▶ **TASK DETAILS**
Update all the items below by replacing "for instance" with "for example" and leaving the rest unchanged.

▶ **DATASET**
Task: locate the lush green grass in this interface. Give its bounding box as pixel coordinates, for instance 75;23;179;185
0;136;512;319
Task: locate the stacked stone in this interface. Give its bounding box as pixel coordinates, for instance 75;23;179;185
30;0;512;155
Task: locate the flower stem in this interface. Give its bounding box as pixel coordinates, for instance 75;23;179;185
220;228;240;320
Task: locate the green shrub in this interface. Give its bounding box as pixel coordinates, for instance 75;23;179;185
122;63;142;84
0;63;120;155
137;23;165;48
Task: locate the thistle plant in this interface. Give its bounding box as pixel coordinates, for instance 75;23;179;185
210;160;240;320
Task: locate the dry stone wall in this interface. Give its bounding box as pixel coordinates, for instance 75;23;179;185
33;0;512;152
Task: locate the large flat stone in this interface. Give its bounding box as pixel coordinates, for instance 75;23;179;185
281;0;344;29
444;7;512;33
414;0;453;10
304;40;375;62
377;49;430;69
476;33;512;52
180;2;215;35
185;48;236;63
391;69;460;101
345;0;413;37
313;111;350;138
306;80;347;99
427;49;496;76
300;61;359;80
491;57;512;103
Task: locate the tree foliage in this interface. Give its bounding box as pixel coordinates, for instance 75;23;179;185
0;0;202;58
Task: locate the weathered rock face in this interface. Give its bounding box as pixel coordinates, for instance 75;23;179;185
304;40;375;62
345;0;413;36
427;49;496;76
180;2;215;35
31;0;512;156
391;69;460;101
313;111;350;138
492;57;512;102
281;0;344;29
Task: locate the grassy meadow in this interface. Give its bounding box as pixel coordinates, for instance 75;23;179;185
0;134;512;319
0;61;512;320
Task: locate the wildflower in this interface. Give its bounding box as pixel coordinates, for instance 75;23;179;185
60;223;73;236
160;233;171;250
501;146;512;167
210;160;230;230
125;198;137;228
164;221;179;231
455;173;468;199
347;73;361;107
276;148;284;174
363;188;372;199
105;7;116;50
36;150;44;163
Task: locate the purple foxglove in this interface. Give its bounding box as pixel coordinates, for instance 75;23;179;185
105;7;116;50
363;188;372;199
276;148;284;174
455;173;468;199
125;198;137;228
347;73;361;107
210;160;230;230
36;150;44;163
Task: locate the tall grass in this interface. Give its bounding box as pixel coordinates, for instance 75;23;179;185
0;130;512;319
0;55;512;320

▶ **EXERCISE OUTPUT**
Task: locate the lush green grass in this interface. Give its bounding box as pixel coordinates, for example 75;23;179;185
0;136;512;319
Task: locate the stacked stone in this interface. Give its bounding box as pixel coordinates, for example 75;23;179;185
30;0;512;155
Task: locate the flower stem in this interface. Give its bounding box as pixel coordinates, for example 75;23;179;185
220;228;240;320
Task: locate the green shrub in this interface. Give its bounding box as pixel coordinates, for example 75;23;179;185
122;63;142;84
0;63;120;155
137;23;165;48
Task: locate the thistle plant in this interface. Give its bounding box as pixel coordinates, for example 75;23;179;185
210;160;240;320
Task: locate the dry stone wall in this interface. Give its bounding box as pixel coordinates, for example 75;23;179;185
33;0;512;152
Task: locate the large flat stone in this interface. Give its bounding box as pixel coordinates, for example 75;23;179;185
281;0;344;29
444;7;512;33
414;0;453;10
304;40;375;62
377;49;430;69
476;33;512;52
180;2;215;35
185;48;236;63
391;69;460;101
345;0;413;37
313;111;350;138
306;80;347;99
427;49;496;76
300;61;359;80
491;57;512;103
Task: locate the tree foliage in this interface. Give its bounding box as pixel coordinates, for example 75;23;179;185
0;0;202;58
Task: locate the weathered rock face in this interface. Give its bounding box as pixel coordinates, for example 75;23;179;185
304;40;375;62
345;0;413;36
427;49;496;76
180;2;215;35
31;0;512;156
391;69;460;101
313;111;350;138
492;57;512;102
281;0;344;29
Task: locate the grassy meadow in this interface. Give its bounding box as pixel coordinates, for example 75;23;179;185
0;134;512;319
0;61;512;320
Task: locate the wildflower in this interface. Give its bounding box as pixel coordinates, for example 75;23;179;185
60;223;73;236
160;233;171;250
501;146;512;167
210;160;230;230
125;198;137;228
164;221;179;231
455;173;468;199
347;73;361;107
276;148;284;174
363;188;372;199
105;7;116;50
36;150;44;163
Task: locate the purple foxglove in this interface. Give its bounding box as pixel coordinates, for example 75;23;179;185
105;7;116;50
363;188;372;199
276;148;284;174
455;173;468;199
125;198;137;228
347;73;361;107
210;160;230;230
36;150;44;163
Task: locate the tall grass in this interface. Give its bounding box as pixel coordinates, for example 75;23;179;185
0;130;512;319
0;55;512;320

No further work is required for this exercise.